◆ Problems and tasks ◆
[1] Answer these from the Esthwaite Water passage:
(a) What is the lake's mean depth?
(b) Which bird has been seen fishing regularly at the lake in recent summers?
(c) What two changes have been made to improve the lake's ecological status?
[2] Rewrite the paragraph of the Esthwaite Water passage that begins "Esthwaite Water is a small lake" as a short bulleted list that keeps its main facts.
[3] Transcribe the Esthwaite Water passage word for word, everything from "Esthwaite Water is a" down to "in recent summers.".

◆ Source passage ◆
Esthwaite Water is a small lake of glacial origin in the south eastern area of the English Lake District, Cumbria, UK. The lake has a mean depth of 6.9m, covers an area of 0.96km² and its drainage area forms part of the larger Windermere catchment. It is designated both as a Natural England Site of Special Scientific Interest and as a Ramsar Convention site on account of its diverse macrophyte community and the well developed hydrosere at the northern end of the lake. Its local importance for breeding birds is also recognised - Great crested grebe, Teal, Tufted duck, Red breasted merganser, Pochard and Sedge warbler all regularly breed within the site. An Osprey pair has also been spotted fishing regularly at the lake in recent summers.
Esthwaite Water is one of the most nutrient enriched lakes in the English Lake District, but recently two changes have been implemented to improve the ecological status of the lake: the removal of the fish farm on the lake and the upgrading of the Hawkshead Wastewater Treatment Works (WwTWs)

[Region pointing data]

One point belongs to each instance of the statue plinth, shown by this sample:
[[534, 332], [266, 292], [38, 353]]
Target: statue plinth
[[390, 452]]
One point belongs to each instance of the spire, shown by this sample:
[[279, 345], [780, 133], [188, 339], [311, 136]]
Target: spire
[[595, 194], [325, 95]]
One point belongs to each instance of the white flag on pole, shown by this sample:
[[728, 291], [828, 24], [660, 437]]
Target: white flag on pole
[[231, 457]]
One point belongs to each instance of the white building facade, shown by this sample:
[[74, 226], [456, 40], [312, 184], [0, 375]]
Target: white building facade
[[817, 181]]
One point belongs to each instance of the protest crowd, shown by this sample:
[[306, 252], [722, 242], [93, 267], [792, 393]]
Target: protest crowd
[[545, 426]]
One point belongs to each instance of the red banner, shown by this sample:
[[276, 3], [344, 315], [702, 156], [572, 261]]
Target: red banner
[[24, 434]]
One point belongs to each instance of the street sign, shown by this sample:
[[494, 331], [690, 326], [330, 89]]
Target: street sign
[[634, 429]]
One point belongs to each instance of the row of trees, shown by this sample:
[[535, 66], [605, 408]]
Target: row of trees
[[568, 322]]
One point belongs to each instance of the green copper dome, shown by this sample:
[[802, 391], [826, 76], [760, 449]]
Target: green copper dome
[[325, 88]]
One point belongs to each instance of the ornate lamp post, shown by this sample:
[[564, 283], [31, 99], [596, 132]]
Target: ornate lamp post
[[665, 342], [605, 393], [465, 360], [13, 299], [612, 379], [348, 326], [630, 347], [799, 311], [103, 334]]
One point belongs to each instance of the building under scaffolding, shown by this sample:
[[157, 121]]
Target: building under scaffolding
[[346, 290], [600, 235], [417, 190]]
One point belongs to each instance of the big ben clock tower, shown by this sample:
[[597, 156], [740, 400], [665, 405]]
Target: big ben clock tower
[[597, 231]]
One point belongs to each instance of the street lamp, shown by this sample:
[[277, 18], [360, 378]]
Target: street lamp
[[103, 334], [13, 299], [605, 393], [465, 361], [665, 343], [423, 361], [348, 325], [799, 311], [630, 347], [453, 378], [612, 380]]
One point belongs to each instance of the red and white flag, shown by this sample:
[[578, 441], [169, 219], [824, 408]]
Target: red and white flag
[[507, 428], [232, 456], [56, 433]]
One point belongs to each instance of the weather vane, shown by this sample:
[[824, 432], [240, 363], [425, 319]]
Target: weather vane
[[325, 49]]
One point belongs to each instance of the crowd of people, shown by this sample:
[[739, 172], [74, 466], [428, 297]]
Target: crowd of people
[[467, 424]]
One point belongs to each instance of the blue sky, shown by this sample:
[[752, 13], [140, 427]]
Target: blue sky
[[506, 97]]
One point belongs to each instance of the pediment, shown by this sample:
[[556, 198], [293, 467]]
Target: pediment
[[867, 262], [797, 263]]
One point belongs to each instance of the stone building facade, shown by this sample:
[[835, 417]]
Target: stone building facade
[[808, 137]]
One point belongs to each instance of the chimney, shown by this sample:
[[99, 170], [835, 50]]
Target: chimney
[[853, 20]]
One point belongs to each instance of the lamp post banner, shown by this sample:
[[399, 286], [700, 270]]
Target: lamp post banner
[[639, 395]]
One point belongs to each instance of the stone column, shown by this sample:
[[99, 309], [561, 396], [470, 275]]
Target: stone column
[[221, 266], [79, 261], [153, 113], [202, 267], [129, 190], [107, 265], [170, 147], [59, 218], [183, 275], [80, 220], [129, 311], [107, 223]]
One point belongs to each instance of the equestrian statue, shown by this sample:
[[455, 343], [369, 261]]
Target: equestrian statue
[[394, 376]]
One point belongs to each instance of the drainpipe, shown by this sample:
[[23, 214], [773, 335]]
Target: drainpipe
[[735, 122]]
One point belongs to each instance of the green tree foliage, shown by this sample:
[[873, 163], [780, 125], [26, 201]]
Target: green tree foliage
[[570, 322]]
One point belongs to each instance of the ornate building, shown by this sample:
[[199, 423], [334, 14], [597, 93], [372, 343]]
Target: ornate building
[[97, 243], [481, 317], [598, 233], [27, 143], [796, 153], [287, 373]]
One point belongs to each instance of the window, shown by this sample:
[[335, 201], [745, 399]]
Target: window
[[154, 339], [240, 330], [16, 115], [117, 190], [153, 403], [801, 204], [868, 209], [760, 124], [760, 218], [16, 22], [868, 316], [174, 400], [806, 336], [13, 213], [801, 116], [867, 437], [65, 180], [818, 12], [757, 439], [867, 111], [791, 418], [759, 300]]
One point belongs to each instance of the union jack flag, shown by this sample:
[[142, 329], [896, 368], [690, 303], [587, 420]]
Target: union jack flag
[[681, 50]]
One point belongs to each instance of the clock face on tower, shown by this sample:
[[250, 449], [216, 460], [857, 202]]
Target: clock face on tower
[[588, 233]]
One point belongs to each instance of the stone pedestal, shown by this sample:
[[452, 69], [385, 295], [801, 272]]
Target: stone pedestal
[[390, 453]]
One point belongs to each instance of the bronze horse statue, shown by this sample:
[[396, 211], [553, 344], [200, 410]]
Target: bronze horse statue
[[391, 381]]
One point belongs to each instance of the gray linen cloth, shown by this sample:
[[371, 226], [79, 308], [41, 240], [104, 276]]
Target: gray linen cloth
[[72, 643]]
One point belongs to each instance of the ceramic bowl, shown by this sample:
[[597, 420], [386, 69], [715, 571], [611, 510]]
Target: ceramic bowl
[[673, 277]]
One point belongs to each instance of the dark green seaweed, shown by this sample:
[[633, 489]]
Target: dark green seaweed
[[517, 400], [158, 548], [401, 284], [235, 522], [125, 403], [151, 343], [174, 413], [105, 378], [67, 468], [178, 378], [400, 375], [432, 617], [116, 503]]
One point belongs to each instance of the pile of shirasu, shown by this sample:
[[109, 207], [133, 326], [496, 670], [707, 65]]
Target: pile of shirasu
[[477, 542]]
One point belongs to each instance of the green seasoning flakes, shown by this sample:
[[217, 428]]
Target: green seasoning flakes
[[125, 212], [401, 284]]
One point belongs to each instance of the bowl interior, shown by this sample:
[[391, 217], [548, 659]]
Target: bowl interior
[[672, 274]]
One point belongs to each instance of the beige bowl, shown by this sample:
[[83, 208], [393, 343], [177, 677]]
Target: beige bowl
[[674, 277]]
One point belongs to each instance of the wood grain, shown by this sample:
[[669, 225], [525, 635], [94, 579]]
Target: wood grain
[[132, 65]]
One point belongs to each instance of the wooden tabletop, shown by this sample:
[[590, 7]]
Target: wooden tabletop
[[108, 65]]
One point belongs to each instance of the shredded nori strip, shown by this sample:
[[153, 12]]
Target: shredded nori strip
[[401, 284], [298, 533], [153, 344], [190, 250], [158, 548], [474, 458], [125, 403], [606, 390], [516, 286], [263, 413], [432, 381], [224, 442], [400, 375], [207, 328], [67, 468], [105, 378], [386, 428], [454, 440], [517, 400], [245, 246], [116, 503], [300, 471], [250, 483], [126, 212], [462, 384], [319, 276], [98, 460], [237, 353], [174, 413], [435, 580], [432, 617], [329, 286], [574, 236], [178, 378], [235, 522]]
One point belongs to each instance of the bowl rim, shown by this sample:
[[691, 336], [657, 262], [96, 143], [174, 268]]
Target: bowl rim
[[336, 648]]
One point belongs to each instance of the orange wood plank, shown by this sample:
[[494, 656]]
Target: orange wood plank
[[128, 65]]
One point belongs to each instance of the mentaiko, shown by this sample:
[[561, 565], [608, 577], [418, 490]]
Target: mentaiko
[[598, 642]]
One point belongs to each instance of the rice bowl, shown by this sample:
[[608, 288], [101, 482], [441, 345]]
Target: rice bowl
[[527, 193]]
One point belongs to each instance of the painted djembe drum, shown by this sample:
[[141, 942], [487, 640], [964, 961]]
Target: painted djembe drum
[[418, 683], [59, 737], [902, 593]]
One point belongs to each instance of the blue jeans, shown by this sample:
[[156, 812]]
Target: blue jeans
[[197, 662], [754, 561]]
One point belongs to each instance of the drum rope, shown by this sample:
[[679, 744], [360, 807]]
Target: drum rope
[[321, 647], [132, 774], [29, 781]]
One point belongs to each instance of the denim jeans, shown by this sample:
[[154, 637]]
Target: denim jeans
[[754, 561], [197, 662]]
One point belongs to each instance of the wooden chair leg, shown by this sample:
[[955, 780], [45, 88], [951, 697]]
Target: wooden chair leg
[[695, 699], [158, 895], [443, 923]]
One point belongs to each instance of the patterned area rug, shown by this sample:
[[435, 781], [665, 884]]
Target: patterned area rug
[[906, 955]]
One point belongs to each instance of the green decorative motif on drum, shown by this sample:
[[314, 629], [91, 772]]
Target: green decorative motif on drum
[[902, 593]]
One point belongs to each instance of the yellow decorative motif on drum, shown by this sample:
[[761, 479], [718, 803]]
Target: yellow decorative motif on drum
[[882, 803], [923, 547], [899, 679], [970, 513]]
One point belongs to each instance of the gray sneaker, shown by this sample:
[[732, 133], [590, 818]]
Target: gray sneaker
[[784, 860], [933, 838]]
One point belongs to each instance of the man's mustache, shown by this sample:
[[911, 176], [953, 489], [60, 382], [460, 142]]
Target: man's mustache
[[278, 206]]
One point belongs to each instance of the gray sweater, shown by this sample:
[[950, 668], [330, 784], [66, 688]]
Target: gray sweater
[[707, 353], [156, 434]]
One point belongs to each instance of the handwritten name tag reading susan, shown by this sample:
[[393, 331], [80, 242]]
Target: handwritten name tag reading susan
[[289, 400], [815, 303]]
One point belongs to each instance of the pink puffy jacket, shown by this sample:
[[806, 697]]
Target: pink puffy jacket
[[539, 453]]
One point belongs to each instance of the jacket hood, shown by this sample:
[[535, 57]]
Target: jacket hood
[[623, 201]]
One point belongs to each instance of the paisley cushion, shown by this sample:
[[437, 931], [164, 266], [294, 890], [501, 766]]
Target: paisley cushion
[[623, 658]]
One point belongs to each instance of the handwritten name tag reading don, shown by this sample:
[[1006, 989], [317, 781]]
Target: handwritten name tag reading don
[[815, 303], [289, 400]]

◆ Answers to the exercise ◆
[1]
(a) 6.9m
(b) An Osprey pair
(c) The fish farm on the lake was removed, and the Hawkshead Wastewater Treatment Works (WwTWs) was upgraded.

[2]
- Small lake of glacial origin in the south eastern English Lake District, Cumbria, UK
- Mean depth 6.9m; area 0.96km²; drainage area part of the Windermere catchment
- Designated a Natural England Site of Special Scientific Interest and a Ramsar Convention site for its diverse macrophyte community and the well developed hydrosere at its northern end
- Locally important for breeding birds, including Great crested grebe, Teal, Tufted duck, Red breasted merganser, Pochard and Sedge warbler
- An Osprey pair has been seen fishing there regularly in recent summers

[3]
Esthwaite Water is a small lake of glacial origin in the south eastern area of the English Lake District, Cumbria, UK. The lake has a mean depth of 6.9m, covers an area of 0.96km² and its drainage area forms part of the larger Windermere catchment. It is designated both as a Natural England Site of Special Scientific Interest and as a Ramsar Convention site on account of its diverse macrophyte community and the well developed hydrosere at the northern end of the lake. Its local importance for breeding birds is also recognised - Great crested grebe, Teal, Tufted duck, Red breasted merganser, Pochard and Sedge warbler all regularly breed within the site. An Osprey pair has also been spotted fishing regularly at the lake in recent summers.